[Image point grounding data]
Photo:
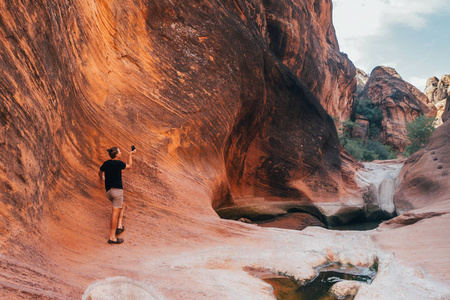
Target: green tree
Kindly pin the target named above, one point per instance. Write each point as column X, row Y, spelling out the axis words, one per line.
column 418, row 132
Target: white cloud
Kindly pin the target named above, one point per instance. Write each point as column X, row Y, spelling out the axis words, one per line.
column 359, row 23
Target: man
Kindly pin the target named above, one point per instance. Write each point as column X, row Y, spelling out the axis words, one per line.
column 112, row 176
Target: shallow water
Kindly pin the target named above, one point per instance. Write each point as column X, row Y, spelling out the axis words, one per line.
column 358, row 226
column 287, row 288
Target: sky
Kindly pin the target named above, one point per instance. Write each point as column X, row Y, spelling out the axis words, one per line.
column 411, row 36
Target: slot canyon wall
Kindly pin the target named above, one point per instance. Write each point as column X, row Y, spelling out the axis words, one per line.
column 400, row 101
column 200, row 89
column 228, row 104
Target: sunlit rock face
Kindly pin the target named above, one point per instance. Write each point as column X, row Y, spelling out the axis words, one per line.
column 302, row 36
column 210, row 93
column 425, row 178
column 400, row 102
column 438, row 91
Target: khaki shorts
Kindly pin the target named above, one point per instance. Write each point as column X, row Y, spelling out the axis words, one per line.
column 115, row 196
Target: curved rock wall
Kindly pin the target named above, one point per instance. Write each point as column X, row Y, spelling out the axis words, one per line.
column 199, row 88
column 425, row 178
column 400, row 102
column 438, row 91
column 303, row 38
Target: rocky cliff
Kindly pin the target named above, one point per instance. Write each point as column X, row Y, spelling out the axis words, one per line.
column 221, row 116
column 212, row 95
column 438, row 91
column 400, row 102
column 303, row 38
column 424, row 180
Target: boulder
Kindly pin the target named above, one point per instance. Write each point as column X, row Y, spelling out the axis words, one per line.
column 400, row 102
column 345, row 288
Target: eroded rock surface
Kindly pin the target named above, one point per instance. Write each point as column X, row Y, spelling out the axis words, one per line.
column 400, row 102
column 438, row 91
column 215, row 115
column 215, row 108
column 425, row 178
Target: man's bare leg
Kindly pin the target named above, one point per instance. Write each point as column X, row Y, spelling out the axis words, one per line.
column 114, row 219
column 119, row 224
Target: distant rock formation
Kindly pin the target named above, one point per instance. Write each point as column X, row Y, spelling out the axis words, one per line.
column 304, row 39
column 438, row 91
column 215, row 95
column 425, row 178
column 361, row 81
column 400, row 102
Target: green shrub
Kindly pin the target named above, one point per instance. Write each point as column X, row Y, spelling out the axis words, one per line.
column 373, row 113
column 367, row 151
column 418, row 132
column 383, row 151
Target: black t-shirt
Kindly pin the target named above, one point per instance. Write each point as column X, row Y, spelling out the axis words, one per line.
column 113, row 173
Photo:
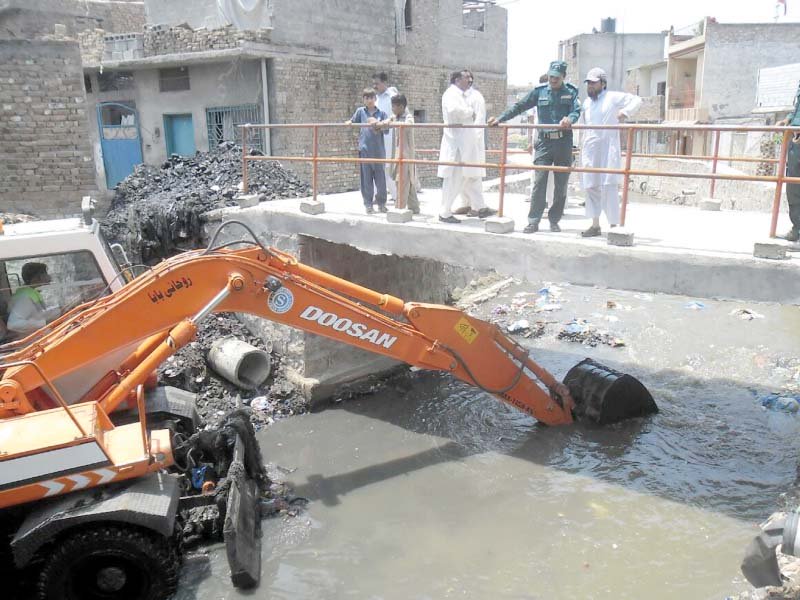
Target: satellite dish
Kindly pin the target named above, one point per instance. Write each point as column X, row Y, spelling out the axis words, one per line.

- [DIRECTIONS]: Note each line above that contains "green" and copy it out.

- [TASK RESULT]:
Target: green tree
Target: green shrub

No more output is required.